# WORK INSTRUCTION
Your task is to copy every record exactly.

*** Opening MATERIAL FOR THE TASK ***

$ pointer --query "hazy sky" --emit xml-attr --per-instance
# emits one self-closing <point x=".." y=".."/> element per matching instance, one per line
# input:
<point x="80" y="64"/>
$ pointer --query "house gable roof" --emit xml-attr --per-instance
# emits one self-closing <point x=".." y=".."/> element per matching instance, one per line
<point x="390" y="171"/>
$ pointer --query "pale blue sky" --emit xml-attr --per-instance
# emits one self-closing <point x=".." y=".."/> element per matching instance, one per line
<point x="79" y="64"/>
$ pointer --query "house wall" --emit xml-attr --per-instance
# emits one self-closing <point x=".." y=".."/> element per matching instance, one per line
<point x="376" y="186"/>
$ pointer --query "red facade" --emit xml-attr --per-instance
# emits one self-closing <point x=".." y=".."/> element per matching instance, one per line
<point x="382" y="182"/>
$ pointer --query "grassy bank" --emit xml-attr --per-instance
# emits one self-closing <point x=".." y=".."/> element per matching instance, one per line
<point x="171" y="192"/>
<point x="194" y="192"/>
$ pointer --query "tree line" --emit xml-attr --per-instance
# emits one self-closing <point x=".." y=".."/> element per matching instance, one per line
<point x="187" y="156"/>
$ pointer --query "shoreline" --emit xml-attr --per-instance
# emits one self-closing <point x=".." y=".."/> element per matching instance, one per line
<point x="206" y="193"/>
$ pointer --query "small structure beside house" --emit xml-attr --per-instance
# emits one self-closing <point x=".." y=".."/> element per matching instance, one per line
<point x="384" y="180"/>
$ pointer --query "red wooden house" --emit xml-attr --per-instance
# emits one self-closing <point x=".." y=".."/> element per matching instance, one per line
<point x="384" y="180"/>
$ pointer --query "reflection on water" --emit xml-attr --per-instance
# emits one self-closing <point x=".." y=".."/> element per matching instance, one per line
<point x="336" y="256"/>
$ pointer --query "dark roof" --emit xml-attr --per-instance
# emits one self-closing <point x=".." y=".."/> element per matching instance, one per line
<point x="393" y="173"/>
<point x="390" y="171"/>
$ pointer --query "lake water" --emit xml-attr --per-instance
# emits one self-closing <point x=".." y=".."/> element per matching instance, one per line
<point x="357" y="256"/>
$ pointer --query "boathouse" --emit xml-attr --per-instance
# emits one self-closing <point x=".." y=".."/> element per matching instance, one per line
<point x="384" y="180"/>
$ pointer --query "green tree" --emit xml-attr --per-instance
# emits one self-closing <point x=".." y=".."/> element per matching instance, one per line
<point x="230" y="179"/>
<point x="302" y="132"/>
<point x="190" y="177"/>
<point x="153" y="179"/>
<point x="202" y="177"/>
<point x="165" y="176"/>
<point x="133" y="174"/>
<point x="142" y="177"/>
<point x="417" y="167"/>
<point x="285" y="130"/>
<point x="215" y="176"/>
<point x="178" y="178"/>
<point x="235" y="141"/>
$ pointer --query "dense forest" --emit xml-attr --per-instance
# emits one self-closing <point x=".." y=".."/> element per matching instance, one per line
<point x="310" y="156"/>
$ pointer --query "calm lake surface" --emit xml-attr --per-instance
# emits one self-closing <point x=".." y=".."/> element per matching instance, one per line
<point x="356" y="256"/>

*** Closing MATERIAL FOR THE TASK ***

# WRITTEN RESPONSE
$ pointer --query "hazy sky" --emit xml-attr --per-instance
# emits one self-closing <point x=".." y=".."/> element per matching instance, one per line
# input:
<point x="80" y="64"/>
$ pointer --query "house gable roof" --emit xml-attr --per-instance
# emits one self-closing <point x=".." y=".."/> element per matching instance, one per line
<point x="390" y="171"/>
$ pointer --query "pale blue sky" --emit xml-attr --per-instance
# emits one self-closing <point x=".." y=".."/> element per matching instance, one per line
<point x="79" y="64"/>
$ pointer --query "house wall" --emit xml-attr --per-instance
# emits one self-closing <point x=".." y=".."/> element per matching instance, one per line
<point x="376" y="186"/>
$ pointer --query "red facade" --emit xml-attr --per-instance
# emits one self-closing <point x=".." y=".."/> element per matching instance, one per line
<point x="382" y="182"/>
$ pointer --query "grassy bank" --emit xml-attr --per-instance
# emits one self-closing <point x=".." y=".."/> element per matching instance, one per line
<point x="171" y="192"/>
<point x="194" y="192"/>
$ pointer --query "tree line" --emit xml-attr --per-instance
# emits one self-closing <point x=".." y=".."/> element per matching instance, one per line
<point x="187" y="156"/>
$ pointer --query "shoreline" --emit xml-attr --per-instance
# emits one self-closing <point x=".." y=".."/> element per matching instance, one per line
<point x="206" y="193"/>
$ pointer --query "small structure beside house" --emit xml-attr --per-instance
# emits one self-closing <point x=".." y=".."/> element per matching instance, one per line
<point x="384" y="180"/>
$ pointer --query "red wooden house" --emit xml-attr --per-instance
# emits one self-closing <point x=".." y=".."/> element per matching instance, one per line
<point x="384" y="180"/>
$ pointer --query "reflection on water" --emit xml-attr --per-instance
# emits one self-closing <point x=".." y=".."/> element per matching instance, one per line
<point x="336" y="256"/>
$ pointer --query "dark roof" --emit xml-attr --per-instance
# emits one self-closing <point x=".." y=".."/> element per matching instance, one per line
<point x="393" y="173"/>
<point x="390" y="171"/>
$ pointer --query "lake water" --emit xml-attr --per-instance
# emits one self-closing <point x=".." y=".."/> element per matching instance, one per line
<point x="357" y="256"/>
$ pointer --query "boathouse" --emit xml-attr --per-instance
# emits one self-closing <point x=".." y=".."/> element per matching instance, one per line
<point x="384" y="180"/>
$ pointer --query "green tree" --emit xml-attr --per-instance
# emits one self-closing <point x=".." y=".."/> element per matching instance, one per line
<point x="230" y="179"/>
<point x="302" y="132"/>
<point x="190" y="177"/>
<point x="153" y="179"/>
<point x="202" y="177"/>
<point x="165" y="176"/>
<point x="133" y="174"/>
<point x="142" y="177"/>
<point x="417" y="167"/>
<point x="285" y="130"/>
<point x="215" y="176"/>
<point x="178" y="178"/>
<point x="235" y="141"/>
$ pointer --query "dense forest" --emit xml-attr --per-instance
# emits one self-closing <point x=".." y=".."/> element per matching instance, one per line
<point x="310" y="156"/>
$ pointer --query "calm lake surface" --emit xml-attr --per-instance
# emits one self-closing <point x=".." y=".."/> element per matching instance, one per line
<point x="356" y="256"/>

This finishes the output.